- [やること]:
以下の記録をすべて、一字一句変えずにそのまま繰り返してください。ただし画像は回答に含めないでください。

____ 提供資料

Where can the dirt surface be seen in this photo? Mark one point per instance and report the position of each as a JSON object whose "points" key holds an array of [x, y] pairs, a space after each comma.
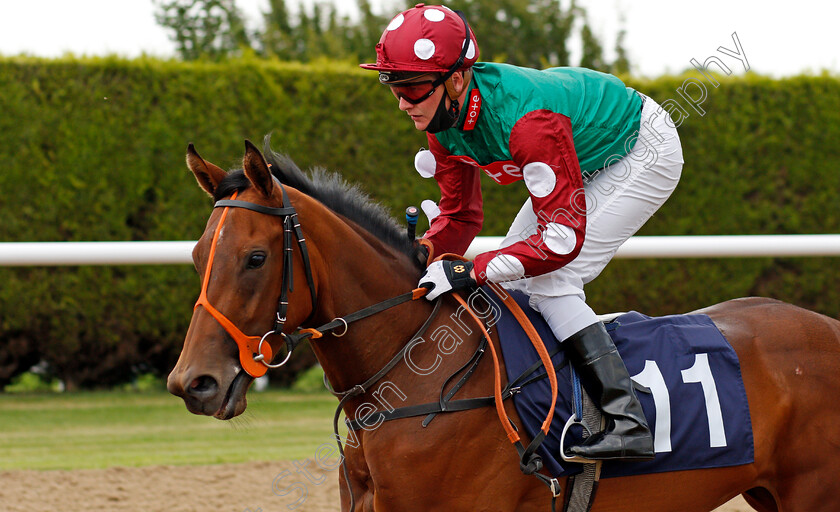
{"points": [[224, 488]]}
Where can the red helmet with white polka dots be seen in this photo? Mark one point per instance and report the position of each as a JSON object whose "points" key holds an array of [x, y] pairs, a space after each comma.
{"points": [[425, 39]]}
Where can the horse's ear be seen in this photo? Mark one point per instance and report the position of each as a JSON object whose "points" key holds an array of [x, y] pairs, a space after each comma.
{"points": [[256, 169], [208, 175]]}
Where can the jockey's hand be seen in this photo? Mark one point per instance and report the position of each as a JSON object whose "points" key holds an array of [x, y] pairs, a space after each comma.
{"points": [[446, 276]]}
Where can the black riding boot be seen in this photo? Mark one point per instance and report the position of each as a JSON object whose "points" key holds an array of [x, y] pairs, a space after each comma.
{"points": [[605, 379]]}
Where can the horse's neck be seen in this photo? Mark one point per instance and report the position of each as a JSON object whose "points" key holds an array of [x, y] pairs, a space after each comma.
{"points": [[357, 271]]}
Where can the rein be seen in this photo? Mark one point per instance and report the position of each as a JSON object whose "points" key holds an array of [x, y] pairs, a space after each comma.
{"points": [[254, 354]]}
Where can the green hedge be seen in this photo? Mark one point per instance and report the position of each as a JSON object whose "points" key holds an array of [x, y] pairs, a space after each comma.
{"points": [[93, 149]]}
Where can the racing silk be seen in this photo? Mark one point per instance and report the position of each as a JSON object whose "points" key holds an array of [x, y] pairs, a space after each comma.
{"points": [[549, 128]]}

________

- [最終回答]:
Where can the dirt surface be seen in this photo? Mark one point per instance and report the position of each as a JSON object whose "points" key holds an array of [x, y] pairs, a space after each comma.
{"points": [[224, 488]]}
Where can the red helmet with white polka dots be seen in this photo? Mark one point per instance and report the position of each as a JSON object whose "points" key holds an array of [x, y] pairs, a space after each comma.
{"points": [[425, 39]]}
Where can the horse's ear be seen in this photo? Mark one point per instance and report the position of each as a JSON object whose "points" key holds an array of [x, y] pairs, a space after each comma.
{"points": [[256, 169], [208, 175]]}
Where can the jockey's hand be seen in this photo? Mark one point per instance and report the position of each as a JSON object whose "points" key holds an array of [x, y] pairs, a space after each comma.
{"points": [[446, 276]]}
Where can the black riding boot be seen in this photo? Mark one point per instance and report the position of each as a JSON object whose "points" key holds an array of [x, y] pairs, a space after each comma.
{"points": [[605, 379]]}
Where can the horse's neck be seen in this photo? Mark one point per instance and report the position of each as a JSON object whose "points" key holds an array of [x, y] pairs, a space after each comma.
{"points": [[357, 271]]}
Where can the rein be seen in this photo? Mark one point per instance and report the position of each as a JSON object whose "points" key holds an array of [x, y] pairs, a space after each comma.
{"points": [[254, 354]]}
Where can the green hedge be seen in this photo? Mark one point per instance and report the position of each as a JSON object whose "points" key holds an array of [x, y] pairs, a space after each comma.
{"points": [[93, 149]]}
Where can the racing silk be seen in this photo? Mark one point per instance and report the position of each as a JSON object whose "points" key holds an array of [x, y] pairs, a space after each comma.
{"points": [[549, 128]]}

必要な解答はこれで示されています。